Excerpted passage =
=== Begin Enclosure ===
Durbin Discusses Rise in Discrimination and Supporting Minority-Owned Businesses with Chinese American Service League
SPRINGFIELD – U.S. Senate Democratic Whip Dick Durbin (D-IL) today discussed the rise in discrimination and hate targeting Asian American and Pacific Islander (AAPI) individuals during the pandemic with representatives from the Chinese American Service League (CASL). Durbin also discussed his push to support minority-owned businesses – who are at greater risk of failing than white owned businesses – through the Paycheck Protection Program (PPP), and CASL’s community-based efforts to provide meals for seniors and expand access to COVID-19 vaccinations.
“This pandemic has been especially hard on Asian American communities, as we’ve seen an increase in harassment and discrimination against AAPI Americans. It is totally unacceptable,” Durbin said. “We need to combat these abhorrent instances of hate, including by making an extra effort to support Asian-American communities and minority-owned businesses in this crisis. There is a lot of work to do, but I’m grateful to have friends and partners at CASL to help me get things done.”
President Biden recently issued an executive action directing federal agencies to combat xenophobia against the AAPI community. Specifically, the President directed the Secretary of Health and Human Services, the Attorney General, and other executive departments and agencies to support efforts (1) advancing cultural competency, language access, and sensitivity toward AAPI Americans and (2) preventing discrimination, bullying, harassment, and hate crimes targeting the community.
The December COVID relief bill provided an additional $284 billion for PPP to provide first time and second draw loans. The bill included dedicated set-asides to help ensure that PPP reaches the smallest businesses and businesses underserved by traditional financial institutions. Since PPP reopened in January, more than 95,000 loans worth more than $6.7 billion have been approved in Illinois. Last year, more than 225,000 loans worth $23 billion were approved in Illinois.
=== End Enclosure ===
Questions on the material =
1. Answer these questions about the passage on Durbin and the Chinese American Service League.
(a) How much additional money for PPP did the December COVID relief bill provide?
(b) Which two officials did the President specifically name when directing support for the AAPI community?
(c) Which two CASL community-based efforts did Durbin discuss?
2. Copy the passage on Durbin and the Chinese American Service League from "President Biden recently" to "targeting the community.", replacing "xenophobia" with "prejudice".
3. In the passage on Durbin and the Chinese American Service League, list every form of mistreatment targeting the AAPI community that the second of the President's two directed efforts aims to prevent.

(Dataset entries)
=== Begin Enclosure ===
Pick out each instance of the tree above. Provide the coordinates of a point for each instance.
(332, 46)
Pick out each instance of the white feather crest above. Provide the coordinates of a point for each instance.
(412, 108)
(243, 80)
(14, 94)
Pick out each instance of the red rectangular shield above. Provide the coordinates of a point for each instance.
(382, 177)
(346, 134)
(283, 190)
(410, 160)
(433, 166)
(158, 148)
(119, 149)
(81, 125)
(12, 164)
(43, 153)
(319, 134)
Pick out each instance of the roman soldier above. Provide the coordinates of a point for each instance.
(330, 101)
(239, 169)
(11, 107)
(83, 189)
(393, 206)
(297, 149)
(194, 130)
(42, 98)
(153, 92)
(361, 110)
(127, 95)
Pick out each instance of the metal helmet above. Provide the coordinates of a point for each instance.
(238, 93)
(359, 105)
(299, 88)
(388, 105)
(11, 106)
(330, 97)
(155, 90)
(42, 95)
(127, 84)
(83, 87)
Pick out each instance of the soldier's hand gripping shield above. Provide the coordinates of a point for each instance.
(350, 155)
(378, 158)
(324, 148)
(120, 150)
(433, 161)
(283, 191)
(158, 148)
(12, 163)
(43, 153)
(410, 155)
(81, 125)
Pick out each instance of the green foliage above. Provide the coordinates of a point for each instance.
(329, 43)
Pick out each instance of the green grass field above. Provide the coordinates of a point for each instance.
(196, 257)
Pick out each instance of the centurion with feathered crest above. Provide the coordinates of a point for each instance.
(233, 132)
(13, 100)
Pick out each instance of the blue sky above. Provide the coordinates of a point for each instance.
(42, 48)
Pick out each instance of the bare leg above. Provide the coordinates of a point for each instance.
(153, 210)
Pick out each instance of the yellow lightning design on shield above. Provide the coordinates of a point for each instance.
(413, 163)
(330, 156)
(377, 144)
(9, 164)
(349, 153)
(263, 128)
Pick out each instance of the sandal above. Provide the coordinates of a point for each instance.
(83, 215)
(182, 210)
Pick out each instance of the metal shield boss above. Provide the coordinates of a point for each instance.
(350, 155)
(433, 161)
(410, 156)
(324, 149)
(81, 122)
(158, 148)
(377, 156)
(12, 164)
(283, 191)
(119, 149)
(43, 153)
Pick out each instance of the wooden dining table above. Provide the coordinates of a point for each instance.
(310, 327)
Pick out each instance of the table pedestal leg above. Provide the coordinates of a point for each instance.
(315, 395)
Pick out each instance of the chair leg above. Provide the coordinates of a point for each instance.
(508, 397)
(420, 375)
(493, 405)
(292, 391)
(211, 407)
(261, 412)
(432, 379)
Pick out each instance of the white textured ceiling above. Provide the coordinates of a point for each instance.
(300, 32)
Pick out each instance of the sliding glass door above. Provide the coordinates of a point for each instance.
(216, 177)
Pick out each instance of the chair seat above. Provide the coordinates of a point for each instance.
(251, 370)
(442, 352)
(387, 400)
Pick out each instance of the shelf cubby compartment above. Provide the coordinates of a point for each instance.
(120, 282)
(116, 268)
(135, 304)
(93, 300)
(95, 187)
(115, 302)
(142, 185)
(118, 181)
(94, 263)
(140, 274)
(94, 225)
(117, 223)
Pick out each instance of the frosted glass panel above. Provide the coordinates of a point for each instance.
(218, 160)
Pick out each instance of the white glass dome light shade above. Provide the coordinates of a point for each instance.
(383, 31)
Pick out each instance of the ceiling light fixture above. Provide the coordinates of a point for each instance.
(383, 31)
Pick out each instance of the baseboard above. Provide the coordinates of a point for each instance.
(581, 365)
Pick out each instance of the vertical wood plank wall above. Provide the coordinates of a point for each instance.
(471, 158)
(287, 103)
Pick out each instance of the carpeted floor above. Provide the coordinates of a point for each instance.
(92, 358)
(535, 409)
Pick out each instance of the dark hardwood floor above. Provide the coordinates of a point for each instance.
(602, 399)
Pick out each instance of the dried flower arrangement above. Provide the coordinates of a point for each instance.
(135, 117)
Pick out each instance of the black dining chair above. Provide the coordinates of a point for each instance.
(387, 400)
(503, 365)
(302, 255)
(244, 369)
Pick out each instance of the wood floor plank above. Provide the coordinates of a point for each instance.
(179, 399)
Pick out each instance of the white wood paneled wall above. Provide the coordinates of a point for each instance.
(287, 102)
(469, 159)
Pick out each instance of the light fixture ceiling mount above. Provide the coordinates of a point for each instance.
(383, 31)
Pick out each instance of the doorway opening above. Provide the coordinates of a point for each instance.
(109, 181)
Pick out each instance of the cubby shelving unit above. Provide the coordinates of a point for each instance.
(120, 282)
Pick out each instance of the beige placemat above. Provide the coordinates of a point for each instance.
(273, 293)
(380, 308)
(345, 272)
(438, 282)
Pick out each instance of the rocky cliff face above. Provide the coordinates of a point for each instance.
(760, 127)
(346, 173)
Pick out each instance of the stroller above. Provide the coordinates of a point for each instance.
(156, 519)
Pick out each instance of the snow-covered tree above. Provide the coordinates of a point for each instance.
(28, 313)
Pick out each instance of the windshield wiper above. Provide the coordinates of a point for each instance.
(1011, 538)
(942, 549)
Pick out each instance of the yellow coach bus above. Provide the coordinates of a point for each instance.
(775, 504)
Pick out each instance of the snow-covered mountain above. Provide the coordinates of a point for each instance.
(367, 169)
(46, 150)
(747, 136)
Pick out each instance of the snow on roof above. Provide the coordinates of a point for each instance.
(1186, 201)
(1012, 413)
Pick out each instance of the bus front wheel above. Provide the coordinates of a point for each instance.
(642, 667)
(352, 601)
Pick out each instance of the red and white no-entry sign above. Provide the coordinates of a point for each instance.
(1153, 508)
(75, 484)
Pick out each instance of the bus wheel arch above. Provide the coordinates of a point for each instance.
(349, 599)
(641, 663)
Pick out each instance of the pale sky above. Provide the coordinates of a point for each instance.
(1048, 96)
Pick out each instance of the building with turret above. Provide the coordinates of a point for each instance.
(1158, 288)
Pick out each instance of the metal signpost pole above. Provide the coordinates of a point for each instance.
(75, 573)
=== End Enclosure ===
Exercise answers =
1.
(a) $284 billion
(b) The Secretary of Health and Human Services and the Attorney General
(c) Providing meals for seniors and expanding access to COVID-19 vaccinations

2.
President Biden recently issued an executive action directing federal agencies to combat prejudice against the AAPI community. Specifically, the President directed the Secretary of Health and Human Services, the Attorney General, and other executive departments and agencies to support efforts (1) advancing cultural competency, language access, and sensitivity toward AAPI Americans and (2) preventing discrimination, bullying, harassment, and hate crimes targeting the community.

3. Discrimination, bullying, harassment, hate crimes